_About this task_
Could you please repeat all of the entries exactly as written?

_Exercise input_
__________

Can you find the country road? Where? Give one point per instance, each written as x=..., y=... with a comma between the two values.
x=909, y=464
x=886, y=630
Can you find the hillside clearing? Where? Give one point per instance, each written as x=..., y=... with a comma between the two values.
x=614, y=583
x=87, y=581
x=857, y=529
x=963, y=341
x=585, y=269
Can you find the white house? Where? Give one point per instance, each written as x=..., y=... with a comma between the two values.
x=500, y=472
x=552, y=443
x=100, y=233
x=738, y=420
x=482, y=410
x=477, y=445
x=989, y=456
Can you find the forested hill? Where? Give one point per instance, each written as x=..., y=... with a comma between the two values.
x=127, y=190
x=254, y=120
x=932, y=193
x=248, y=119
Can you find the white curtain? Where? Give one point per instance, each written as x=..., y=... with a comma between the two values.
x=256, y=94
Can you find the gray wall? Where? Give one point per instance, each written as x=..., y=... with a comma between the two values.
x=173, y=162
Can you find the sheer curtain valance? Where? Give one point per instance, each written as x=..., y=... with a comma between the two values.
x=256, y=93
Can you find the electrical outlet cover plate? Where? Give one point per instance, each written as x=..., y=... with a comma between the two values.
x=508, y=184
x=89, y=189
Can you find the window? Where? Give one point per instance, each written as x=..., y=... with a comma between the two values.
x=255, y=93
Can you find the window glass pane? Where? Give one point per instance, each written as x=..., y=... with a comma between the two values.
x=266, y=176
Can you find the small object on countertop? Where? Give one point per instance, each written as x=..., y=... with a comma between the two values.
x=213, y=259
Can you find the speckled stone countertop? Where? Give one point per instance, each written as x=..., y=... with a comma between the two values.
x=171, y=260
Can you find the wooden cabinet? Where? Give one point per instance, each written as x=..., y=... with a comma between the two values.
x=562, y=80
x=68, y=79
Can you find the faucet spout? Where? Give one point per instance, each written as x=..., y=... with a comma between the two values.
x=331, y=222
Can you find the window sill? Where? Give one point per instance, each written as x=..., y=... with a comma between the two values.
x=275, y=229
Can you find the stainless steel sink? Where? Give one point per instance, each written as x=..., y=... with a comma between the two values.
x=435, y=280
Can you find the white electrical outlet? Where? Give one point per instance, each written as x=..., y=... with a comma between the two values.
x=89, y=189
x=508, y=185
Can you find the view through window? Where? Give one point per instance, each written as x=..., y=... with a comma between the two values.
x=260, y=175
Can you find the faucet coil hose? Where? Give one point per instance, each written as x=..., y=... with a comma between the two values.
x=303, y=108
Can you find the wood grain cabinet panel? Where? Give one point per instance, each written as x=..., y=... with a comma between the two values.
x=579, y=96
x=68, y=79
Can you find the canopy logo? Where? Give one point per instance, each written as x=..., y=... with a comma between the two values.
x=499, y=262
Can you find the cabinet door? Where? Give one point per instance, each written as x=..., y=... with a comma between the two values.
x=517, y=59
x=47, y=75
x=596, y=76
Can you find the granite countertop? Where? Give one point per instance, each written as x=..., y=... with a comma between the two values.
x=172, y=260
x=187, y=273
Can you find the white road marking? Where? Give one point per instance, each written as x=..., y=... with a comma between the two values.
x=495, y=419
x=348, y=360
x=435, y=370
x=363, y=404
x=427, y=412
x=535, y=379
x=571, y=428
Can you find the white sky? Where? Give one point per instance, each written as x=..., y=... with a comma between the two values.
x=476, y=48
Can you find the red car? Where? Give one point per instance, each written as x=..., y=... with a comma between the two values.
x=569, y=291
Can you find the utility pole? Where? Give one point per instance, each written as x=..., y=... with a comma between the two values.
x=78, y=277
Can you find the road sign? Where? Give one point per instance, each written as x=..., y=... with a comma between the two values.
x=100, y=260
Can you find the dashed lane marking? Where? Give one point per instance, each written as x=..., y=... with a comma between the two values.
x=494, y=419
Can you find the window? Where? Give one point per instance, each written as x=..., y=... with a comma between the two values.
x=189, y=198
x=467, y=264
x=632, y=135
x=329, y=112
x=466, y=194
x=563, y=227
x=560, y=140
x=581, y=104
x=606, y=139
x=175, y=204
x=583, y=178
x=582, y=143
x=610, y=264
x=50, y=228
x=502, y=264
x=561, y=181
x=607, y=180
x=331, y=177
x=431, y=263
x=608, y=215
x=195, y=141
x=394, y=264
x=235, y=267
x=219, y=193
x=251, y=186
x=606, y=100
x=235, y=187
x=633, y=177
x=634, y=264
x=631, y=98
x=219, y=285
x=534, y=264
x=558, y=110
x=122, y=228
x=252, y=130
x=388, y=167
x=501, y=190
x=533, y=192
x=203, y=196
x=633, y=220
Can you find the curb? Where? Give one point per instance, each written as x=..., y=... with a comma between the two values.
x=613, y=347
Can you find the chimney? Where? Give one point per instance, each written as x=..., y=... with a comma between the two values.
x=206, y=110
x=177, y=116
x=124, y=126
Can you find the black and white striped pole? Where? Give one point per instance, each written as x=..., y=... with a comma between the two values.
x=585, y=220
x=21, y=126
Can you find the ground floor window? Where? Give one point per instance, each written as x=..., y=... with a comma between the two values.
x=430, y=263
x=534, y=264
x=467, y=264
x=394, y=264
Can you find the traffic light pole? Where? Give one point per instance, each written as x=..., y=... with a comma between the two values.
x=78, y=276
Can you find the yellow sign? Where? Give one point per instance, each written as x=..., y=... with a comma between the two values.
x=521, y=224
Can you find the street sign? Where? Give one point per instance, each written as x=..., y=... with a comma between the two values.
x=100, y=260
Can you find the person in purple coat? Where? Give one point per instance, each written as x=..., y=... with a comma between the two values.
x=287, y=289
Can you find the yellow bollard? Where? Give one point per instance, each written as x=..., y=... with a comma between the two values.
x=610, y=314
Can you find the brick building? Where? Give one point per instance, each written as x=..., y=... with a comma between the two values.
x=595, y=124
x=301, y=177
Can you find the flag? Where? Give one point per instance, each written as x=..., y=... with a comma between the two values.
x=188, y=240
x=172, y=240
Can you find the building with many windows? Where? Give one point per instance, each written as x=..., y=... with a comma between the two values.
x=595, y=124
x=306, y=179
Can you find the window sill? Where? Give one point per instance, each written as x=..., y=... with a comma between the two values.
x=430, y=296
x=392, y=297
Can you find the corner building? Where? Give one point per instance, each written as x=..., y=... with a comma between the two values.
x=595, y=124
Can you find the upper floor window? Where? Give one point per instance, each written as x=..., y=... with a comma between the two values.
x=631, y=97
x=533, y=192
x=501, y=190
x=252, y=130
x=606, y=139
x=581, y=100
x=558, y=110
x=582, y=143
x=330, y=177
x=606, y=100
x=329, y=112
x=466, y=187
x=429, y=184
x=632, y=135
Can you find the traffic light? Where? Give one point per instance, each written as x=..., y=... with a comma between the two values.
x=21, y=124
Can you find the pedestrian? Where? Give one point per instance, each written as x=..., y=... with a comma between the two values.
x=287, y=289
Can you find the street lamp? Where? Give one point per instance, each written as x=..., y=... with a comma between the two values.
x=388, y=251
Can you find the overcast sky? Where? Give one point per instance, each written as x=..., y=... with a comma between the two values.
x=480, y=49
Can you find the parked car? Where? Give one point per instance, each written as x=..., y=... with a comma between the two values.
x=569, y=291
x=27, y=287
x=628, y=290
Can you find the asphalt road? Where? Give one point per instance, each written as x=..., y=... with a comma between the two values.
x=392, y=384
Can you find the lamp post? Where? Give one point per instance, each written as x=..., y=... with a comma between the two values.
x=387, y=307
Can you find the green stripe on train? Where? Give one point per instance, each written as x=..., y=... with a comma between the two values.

__________

_Problem solution_
Can you find the country road? Where? Give one point per instance, each written as x=..., y=... with a comma between the two values.
x=909, y=464
x=886, y=630
Can you find the hillside clearing? Where? Give one point per instance, each written as x=..., y=... with a comma between the two values.
x=614, y=583
x=87, y=581
x=857, y=529
x=963, y=341
x=585, y=269
Can you find the white house? Where? Give one point per instance, each written as x=..., y=... with a comma between the two values.
x=500, y=472
x=552, y=443
x=100, y=233
x=738, y=420
x=482, y=410
x=477, y=445
x=989, y=456
Can you find the forested hill? Where? Give one point per instance, each written as x=..., y=... with a comma between the two values.
x=127, y=190
x=254, y=120
x=932, y=193
x=248, y=119
Can you find the white curtain? Where? Give one point per instance, each written as x=..., y=... with a comma between the two values.
x=256, y=94
Can you find the gray wall? Where? Give one point per instance, each written as x=..., y=... with a comma between the two values.
x=173, y=162
Can you find the sheer curtain valance? Where? Give one point per instance, each written as x=..., y=... with a comma between the two values.
x=256, y=93
Can you find the electrical outlet cover plate? Where? Give one point per instance, each written as x=..., y=... with a comma between the two values.
x=508, y=184
x=89, y=189
Can you find the window? Where? Give one point per instance, each written as x=..., y=... with a comma between the two values.
x=255, y=93
Can you find the window glass pane? Where? Give one point per instance, each written as x=..., y=... with a comma between the two values.
x=266, y=176
Can you find the small object on countertop? Where? Give one point per instance, each written as x=..., y=... with a comma between the two values.
x=213, y=259
Can you find the speckled stone countertop? Where? Give one point per instance, each written as x=..., y=... with a comma between the two values.
x=171, y=260
Can you find the wooden cabinet? Where? Give one point per instance, each written as x=..., y=... with a comma between the two values.
x=562, y=80
x=68, y=79
Can you find the faucet spout? Where? Give one point per instance, each written as x=..., y=... with a comma between the two values.
x=331, y=222
Can you find the window sill? Where? Give one point per instance, each written as x=..., y=... with a comma between the two values.
x=275, y=229
Can you find the stainless steel sink? Where? Give one point per instance, each written as x=..., y=... with a comma between the two values.
x=435, y=280
Can you find the white electrical outlet? Where? Give one point per instance, each written as x=..., y=... with a comma between the two values.
x=89, y=189
x=508, y=185
Can you find the view through window? Where? Give one point per instance, each written as x=..., y=... with a comma between the two values.
x=260, y=175
Can you find the faucet coil hose? Where? Give one point per instance, each written as x=..., y=... with a comma between the two values.
x=303, y=108
Can you find the wood grain cabinet panel? Where? Give one point per instance, each written as x=..., y=... with a comma between the two values.
x=579, y=96
x=68, y=79
Can you find the canopy logo? Where? Give one point per instance, each written as x=..., y=... with a comma between the two values.
x=499, y=262
Can you find the cabinet door? Where? Give one point per instance, each written as x=..., y=... with a comma between the two values.
x=517, y=59
x=47, y=75
x=596, y=76
Can you find the granite countertop? Where? Give one point per instance, each written as x=..., y=... with a comma between the two values.
x=172, y=260
x=187, y=273
Can you find the white road marking? Where? Give one point per instance, each written as x=..., y=... with a comma between the two values.
x=495, y=419
x=348, y=360
x=435, y=370
x=363, y=404
x=427, y=412
x=535, y=379
x=571, y=428
Can you find the white sky? Where? Give one point per instance, each written as x=..., y=... with a comma between the two values.
x=476, y=48
Can you find the red car? Where? Give one point per instance, each written as x=..., y=... with a comma between the two values.
x=569, y=291
Can you find the utility pole? Where? Give one point per instance, each written as x=..., y=... with a comma between the two values.
x=78, y=277
Can you find the road sign? Where? Give one point per instance, each written as x=..., y=... with a comma between the two values.
x=100, y=260
Can you find the dashed lane marking? Where? Give one point per instance, each written as x=..., y=... with a comma between the two values.
x=494, y=419
Can you find the window? Where? Give one point per instance, each written as x=..., y=... with a comma between the two values.
x=189, y=198
x=467, y=264
x=632, y=135
x=329, y=112
x=466, y=194
x=563, y=227
x=560, y=140
x=581, y=104
x=606, y=139
x=175, y=204
x=583, y=178
x=582, y=143
x=610, y=264
x=50, y=228
x=502, y=264
x=561, y=181
x=607, y=180
x=331, y=177
x=431, y=263
x=608, y=215
x=195, y=141
x=394, y=264
x=235, y=267
x=219, y=193
x=251, y=186
x=606, y=100
x=235, y=187
x=633, y=177
x=634, y=264
x=631, y=98
x=219, y=285
x=534, y=264
x=558, y=110
x=122, y=228
x=252, y=130
x=388, y=167
x=501, y=190
x=533, y=192
x=203, y=196
x=633, y=220
Can you find the curb? Where? Give one point per instance, each written as x=..., y=... with a comma between the two values.
x=613, y=347
Can you find the chimney? Where? Give one point per instance, each written as x=..., y=... with a comma between the two values.
x=206, y=110
x=177, y=116
x=124, y=126
Can you find the black and white striped pole? Where? Give one point per instance, each written as x=..., y=... with a comma between the two values.
x=585, y=220
x=21, y=126
Can you find the ground floor window? Where? Give one point per instance, each written as x=..., y=... with a comma between the two values.
x=430, y=263
x=534, y=264
x=467, y=264
x=394, y=264
Can you find the traffic light pole? Where? Give one point per instance, each written as x=..., y=... with a comma between the two values.
x=78, y=276
Can you find the yellow sign? Where? Give one point per instance, each written as x=..., y=... with a comma between the two values.
x=521, y=224
Can you find the street sign? Where? Give one point per instance, each written as x=..., y=... with a comma between the two values.
x=100, y=260
Can you find the person in purple coat? Where? Give one point per instance, each written as x=..., y=... with a comma between the two values.
x=287, y=289
Can you find the yellow bollard? Where? Give one point per instance, each written as x=..., y=... with a comma between the two values.
x=610, y=314
Can you find the brick building? Where? Give one point per instance, each written as x=..., y=... with a comma between the two values.
x=595, y=124
x=301, y=177
Can you find the flag? Where? Give one point per instance, each written as x=..., y=... with a comma between the two values.
x=188, y=240
x=172, y=240
Can you find the building with many windows? Where? Give one point per instance, each written as x=..., y=... with a comma between the two values.
x=595, y=124
x=306, y=179
Can you find the window sill? Where? Give one point per instance, each written as x=..., y=... with a comma between the two values.
x=430, y=296
x=392, y=297
Can you find the corner building? Where? Give one point per instance, each written as x=..., y=... with a comma between the two values.
x=595, y=124
Can you find the upper floor window? Where? Give one point per instance, each written as x=..., y=... with a comma between the two values.
x=631, y=97
x=533, y=192
x=501, y=190
x=252, y=130
x=606, y=139
x=581, y=100
x=558, y=110
x=582, y=143
x=330, y=177
x=606, y=100
x=329, y=112
x=466, y=187
x=429, y=184
x=632, y=135
Can you find the traffic light? Where? Give one point per instance, each written as x=..., y=... with a comma between the two values.
x=21, y=124
Can you find the pedestrian? Where? Give one point per instance, each written as x=..., y=... with a comma between the two values.
x=287, y=289
Can you find the street lamp? Where? Give one point per instance, each written as x=..., y=... with a comma between the two values.
x=388, y=251
Can you find the overcast sky? Where? Give one point per instance, each written as x=..., y=... with a comma between the two values.
x=480, y=49
Can you find the parked car? Where? Give one point per instance, each written as x=..., y=... with a comma between the two values.
x=569, y=291
x=27, y=287
x=628, y=290
Can you find the asphalt road? Where? Give one point per instance, each written as x=..., y=... with a comma between the two values.
x=392, y=384
Can you find the lamp post? Where? Give one point per instance, each written as x=..., y=... with a comma between the two values.
x=387, y=307
Can you find the green stripe on train? Where? Give one point per instance, each written as x=..., y=... with a comma between the two values.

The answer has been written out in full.